Sense-X/UniFormer

Question regarding Imagenet pretraining

MLDeS opened this issue · 4 comments

MLDeS commented

Thanks for the nice work! I have a question regarding model training reported in the paper. Its says

With only ImageNet-1K pretraining,
our UniFormer achieves 82.9%/84.8% top-1 accuracy on Kinetics-400/Kinetics600,

My question is the models are video models with n frames as input, whereas ImageNet is an image data with single inputs. So, my question is which part has ImageNet pretrained weights?

All the parts have ImageNet-pretraining. For convolution, if the temporal dimension is larger than 1, we will copy and average the convolution weights. For self-attention, we copy the same weights. Please check the code

def inflate_weight(self, weight_2d, time_dim, center=False):
if center:
weight_3d = torch.zeros(*weight_2d.shape)
weight_3d = weight_3d.unsqueeze(2).repeat(1, 1, time_dim, 1, 1)
middle_idx = time_dim // 2
weight_3d[:, :, middle_idx, :, :] = weight_2d
else:
weight_3d = weight_2d.unsqueeze(2).repeat(1, 1, time_dim, 1, 1)
weight_3d = weight_3d / time_dim
return weight_3d
def get_pretrained_model(self, cfg):
if cfg.UNIFORMER.PRETRAIN_NAME:
checkpoint = torch.load(model_path[cfg.UNIFORMER.PRETRAIN_NAME], map_location='cpu')
if 'model' in checkpoint:
checkpoint = checkpoint['model']
elif 'model_state' in checkpoint:
checkpoint = checkpoint['model_state']
state_dict_3d = self.state_dict()
for k in checkpoint.keys():
if checkpoint[k].shape != state_dict_3d[k].shape:
if len(state_dict_3d[k].shape) <= 2:
logger.info(f'Ignore: {k}')
continue
logger.info(f'Inflate: {k}, {checkpoint[k].shape} => {state_dict_3d[k].shape}')
time_dim = state_dict_3d[k].shape[2]
checkpoint[k] = self.inflate_weight(checkpoint[k], time_dim)
if self.num_classes != checkpoint['head.weight'].shape[0]:
del checkpoint['head.weight']
del checkpoint['head.bias']
return checkpoint
else:
return None

MLDeS commented

Thanks a lot for the quick response, the pointer to the code helps a lot! Just two follow-up questions.

  1. I understand the imagenet pertaining is done on the image-based Uniformer architectures and transferred to video uniformer architectures by inflating weights as above, right?
  2. a) Is there a table showing a comparison between imagenet pertaining vs not? b) I see that Table 17 in the paper presents some results showing inflating the weights to 3D performs better than 2D. What is the basis of this comparison? Because if it is a video model, the 3D inflation was always done right ? Whether centered around the middle slice or equally averaged across the time dimension. So what is the 2D comparison here?

Thanks a lot again for your time to answer the questions!

For convolution inflation, I suggest you read paper I3D.

As for your other questions:

  1. Yes.
  2. a) Without ImageNet pretraining, the convergence will be much slower, which is a common strategy in video training. b) 2D means we do not inflate the convolution, and merge the temporal dimension with the batch dimension. But for attention, we use spatiotemporal attention.
MLDeS commented

Thanks a lot for the answers!

### RAW RECORDS:
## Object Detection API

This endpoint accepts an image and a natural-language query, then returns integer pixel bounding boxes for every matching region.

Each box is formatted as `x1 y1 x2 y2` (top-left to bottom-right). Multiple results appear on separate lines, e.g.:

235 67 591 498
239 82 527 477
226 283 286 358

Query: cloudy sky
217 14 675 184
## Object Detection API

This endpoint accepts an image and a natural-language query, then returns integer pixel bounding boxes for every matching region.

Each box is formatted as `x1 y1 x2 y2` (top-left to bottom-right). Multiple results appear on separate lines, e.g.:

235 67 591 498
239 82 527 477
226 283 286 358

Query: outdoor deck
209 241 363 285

==

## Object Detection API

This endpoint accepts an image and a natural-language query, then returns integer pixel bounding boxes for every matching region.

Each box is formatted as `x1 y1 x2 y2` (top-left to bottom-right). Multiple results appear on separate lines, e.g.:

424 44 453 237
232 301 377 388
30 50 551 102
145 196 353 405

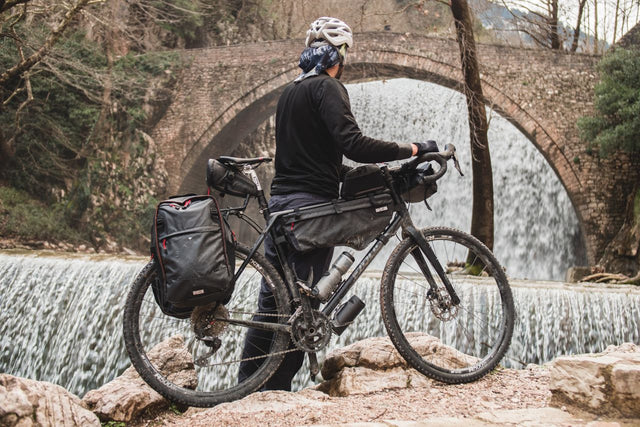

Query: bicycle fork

### DIRECTION:
Answer from the UniFormer thread, one answer per line:
1. What top-1 accuracy on Kinetics-400 is reported with only ImageNet-1K pretraining?
2. How are self-attention weights handled when moving ImageNet-pretrained weights into the video model?
3. In the 2D setting, what is the temporal dimension merged with?

### PROBLEM SOLUTION:
1. 82.9%
2. The same weights are copied.
3. The batch dimension.